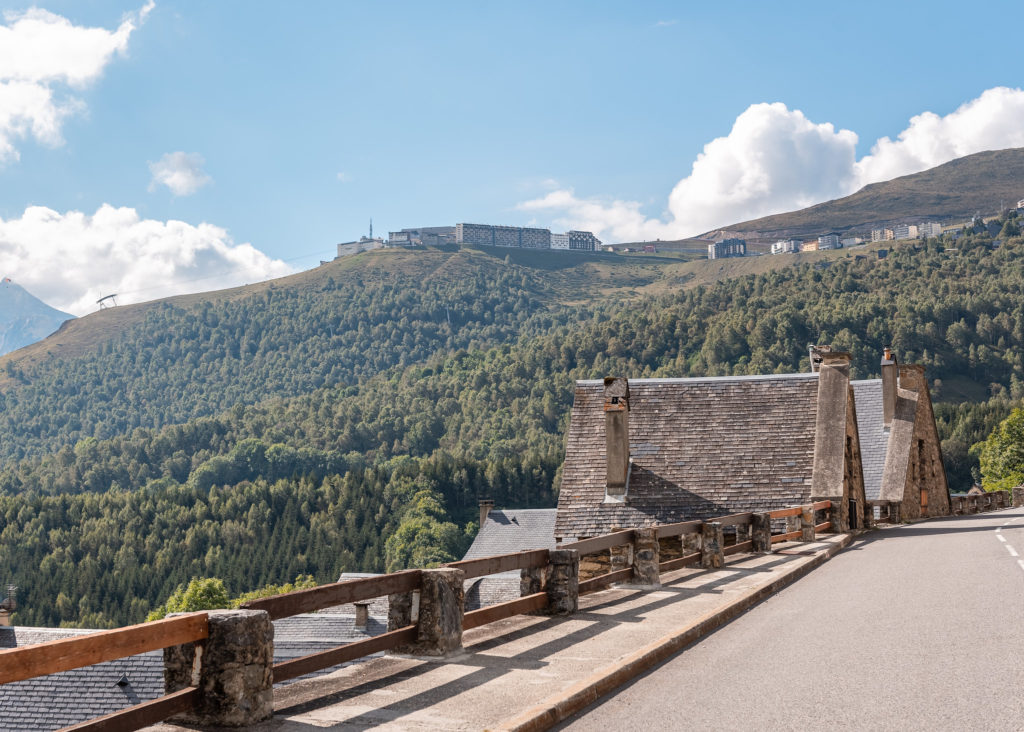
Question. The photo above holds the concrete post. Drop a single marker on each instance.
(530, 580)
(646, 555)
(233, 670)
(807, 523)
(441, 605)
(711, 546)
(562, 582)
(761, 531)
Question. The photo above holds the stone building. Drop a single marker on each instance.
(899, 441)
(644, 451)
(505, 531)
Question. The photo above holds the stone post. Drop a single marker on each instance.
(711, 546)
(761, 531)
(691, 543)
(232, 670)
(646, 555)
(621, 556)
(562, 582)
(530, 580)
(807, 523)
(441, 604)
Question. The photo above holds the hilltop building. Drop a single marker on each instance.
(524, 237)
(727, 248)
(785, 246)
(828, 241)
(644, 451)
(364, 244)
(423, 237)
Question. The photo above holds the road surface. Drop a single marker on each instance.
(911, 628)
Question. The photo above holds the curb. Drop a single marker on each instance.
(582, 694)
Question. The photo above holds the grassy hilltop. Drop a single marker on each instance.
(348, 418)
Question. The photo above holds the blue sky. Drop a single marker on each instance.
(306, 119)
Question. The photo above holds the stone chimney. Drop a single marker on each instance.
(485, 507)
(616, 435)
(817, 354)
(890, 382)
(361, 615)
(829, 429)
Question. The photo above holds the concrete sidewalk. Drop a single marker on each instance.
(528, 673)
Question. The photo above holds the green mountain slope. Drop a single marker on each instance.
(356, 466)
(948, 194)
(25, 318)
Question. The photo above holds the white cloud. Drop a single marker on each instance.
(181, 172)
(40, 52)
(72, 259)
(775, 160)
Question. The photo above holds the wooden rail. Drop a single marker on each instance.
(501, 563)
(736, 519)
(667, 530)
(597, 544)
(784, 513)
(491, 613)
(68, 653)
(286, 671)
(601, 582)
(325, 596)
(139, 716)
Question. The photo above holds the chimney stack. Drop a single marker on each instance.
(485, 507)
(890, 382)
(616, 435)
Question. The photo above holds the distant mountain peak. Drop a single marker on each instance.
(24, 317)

********

EXERCISE AIM: Can you arrange the lines above as a numbered list, with blank lines dropped and the pictures left out?

RIGHT ANSWER:
1. Question. The photo above holds the concrete post. Drop a single marker on each instance.
2. (530, 580)
3. (646, 555)
4. (233, 670)
5. (807, 523)
6. (441, 605)
7. (711, 546)
8. (562, 582)
9. (761, 531)
10. Question. The photo above holds the stone building. Drop a single marker on each instance.
11. (899, 441)
12. (644, 451)
13. (505, 531)
14. Question. The photo above holds the stone post. Drop a single marker on each instance.
15. (711, 546)
16. (761, 531)
17. (691, 543)
18. (232, 670)
19. (646, 555)
20. (621, 556)
21. (562, 582)
22. (530, 580)
23. (807, 523)
24. (441, 604)
25. Question. The photo above holds the hilltop building. Drop a single marker on each instance.
26. (524, 237)
27. (727, 248)
28. (785, 246)
29. (828, 241)
30. (644, 451)
31. (364, 244)
32. (423, 237)
33. Question. The photo above holds the road surface. Drop a single marker on each instance.
34. (911, 628)
35. Question. The photo above holds the curb. Drop a single marker on each instance.
36. (582, 694)
37. Question. The photo above holds the grassy hilltop. Drop a single marker on each instance.
38. (348, 418)
39. Question. The photo above holds the blue sky. Drop a single marker on each instance.
40. (306, 119)
41. Question. The photo above holds the stone chimney. Drop a single marker on each instance.
42. (485, 507)
43. (616, 435)
44. (817, 354)
45. (890, 382)
46. (361, 615)
47. (829, 429)
48. Question. The photo above holds the concrete sidewalk. Drop a single marker on each instance.
49. (528, 673)
50. Question. The photo above holds the green mountain slope. Drop a single marker on each instance.
51. (356, 466)
52. (948, 194)
53. (25, 318)
54. Question. The photo above holds the white cloud. Drop a single marker on each instance.
55. (181, 172)
56. (40, 52)
57. (72, 259)
58. (775, 160)
59. Question. The photo above holds the wooden rail. Drop a single marker on each instance.
60. (501, 563)
61. (736, 519)
62. (667, 530)
63. (597, 544)
64. (784, 513)
65. (491, 613)
66. (68, 653)
67. (286, 671)
68. (601, 582)
69. (325, 596)
70. (139, 716)
71. Question. The photo above holds the chimney stack. Drop a single marker on each instance.
72. (485, 507)
73. (890, 382)
74. (616, 435)
75. Question. The photo above holds the distant mountain peak. Drop a single marker on each instance.
76. (24, 317)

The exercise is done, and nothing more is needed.